Dataset records
◆ ◆ ◆

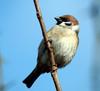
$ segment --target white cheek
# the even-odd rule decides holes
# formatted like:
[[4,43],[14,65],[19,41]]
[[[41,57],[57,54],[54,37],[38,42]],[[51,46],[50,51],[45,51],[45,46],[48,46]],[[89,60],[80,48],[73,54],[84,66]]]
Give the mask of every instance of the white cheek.
[[73,31],[77,31],[77,30],[79,30],[79,25],[75,25],[75,26],[73,26],[73,27],[72,27],[72,30],[73,30]]

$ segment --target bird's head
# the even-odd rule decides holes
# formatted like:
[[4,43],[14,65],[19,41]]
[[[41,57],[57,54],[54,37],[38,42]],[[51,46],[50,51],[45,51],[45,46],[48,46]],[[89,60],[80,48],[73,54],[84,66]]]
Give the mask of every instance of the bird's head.
[[57,25],[71,29],[77,34],[79,33],[79,22],[75,17],[71,15],[63,15],[60,17],[55,17],[55,20],[57,21]]

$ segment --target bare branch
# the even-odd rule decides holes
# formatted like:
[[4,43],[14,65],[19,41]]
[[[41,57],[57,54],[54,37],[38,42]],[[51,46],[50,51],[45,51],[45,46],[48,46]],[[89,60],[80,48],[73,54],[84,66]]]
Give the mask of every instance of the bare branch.
[[60,86],[60,83],[59,83],[59,80],[58,80],[58,75],[57,75],[57,65],[55,63],[54,53],[53,53],[53,49],[51,47],[52,45],[50,44],[48,37],[47,37],[47,34],[46,34],[46,28],[45,28],[45,24],[43,22],[41,10],[40,10],[40,7],[39,7],[39,2],[38,2],[38,0],[33,0],[33,1],[34,1],[35,8],[36,8],[37,18],[39,20],[39,23],[40,23],[40,26],[41,26],[41,29],[42,29],[42,34],[43,34],[43,37],[44,37],[45,45],[48,49],[48,55],[50,57],[50,63],[51,63],[51,68],[52,68],[51,76],[53,78],[53,81],[54,81],[54,84],[55,84],[55,87],[56,87],[56,91],[61,91],[61,86]]

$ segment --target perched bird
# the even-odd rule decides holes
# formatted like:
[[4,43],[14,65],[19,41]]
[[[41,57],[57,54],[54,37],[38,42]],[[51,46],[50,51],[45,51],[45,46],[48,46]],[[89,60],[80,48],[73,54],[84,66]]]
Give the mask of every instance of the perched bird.
[[[71,15],[56,17],[55,20],[57,23],[47,32],[47,36],[53,47],[56,65],[62,68],[71,62],[76,53],[79,44],[79,23]],[[50,57],[42,40],[38,49],[37,65],[23,83],[30,88],[42,73],[51,71],[50,67]]]

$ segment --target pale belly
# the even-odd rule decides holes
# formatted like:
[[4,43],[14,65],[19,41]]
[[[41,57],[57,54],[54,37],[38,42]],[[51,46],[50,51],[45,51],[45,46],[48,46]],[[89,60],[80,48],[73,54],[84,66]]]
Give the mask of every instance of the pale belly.
[[[53,40],[52,46],[54,49],[54,56],[57,66],[64,67],[73,58],[76,53],[78,42],[75,38],[62,38],[60,40]],[[47,51],[42,56],[42,63],[50,66],[50,57],[48,57]]]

◆ ◆ ◆

* **Stated problem**
Render the records from the line containing "--target perched bird" to the end as a JSON list of strings, one string per line, with blank lines omitted.

* **Written reply**
[
  "$ segment --target perched bird",
  "# the even-odd rule decides holes",
  "# formatted like:",
  "[[4,43],[14,65],[19,41]]",
  "[[[41,57],[57,54],[54,37],[38,42]],[[51,46],[50,51],[45,51],[45,46],[48,46]],[[89,60],[80,48],[73,54],[84,66]]]",
  "Give the mask of every instance of the perched bird.",
  "[[[71,15],[56,17],[55,20],[57,23],[47,32],[47,36],[53,47],[56,65],[62,68],[71,62],[76,53],[79,44],[79,23]],[[50,57],[42,40],[38,49],[37,65],[23,83],[30,88],[42,73],[51,71],[50,67]]]",
  "$ segment --target pale belly",
  "# the even-odd rule decides holes",
  "# formatted like:",
  "[[4,43],[14,65],[19,41]]",
  "[[[41,57],[57,54],[54,37],[38,42]],[[51,46],[50,51],[45,51],[45,46],[48,46]],[[89,60],[80,48],[73,54],[84,66]]]",
  "Give the mask of every instance of the pale belly.",
  "[[[53,40],[52,46],[54,49],[54,56],[57,66],[64,67],[73,58],[76,53],[78,42],[75,38],[62,38],[60,40]],[[47,51],[42,56],[42,63],[50,66],[50,57],[48,57]]]"
]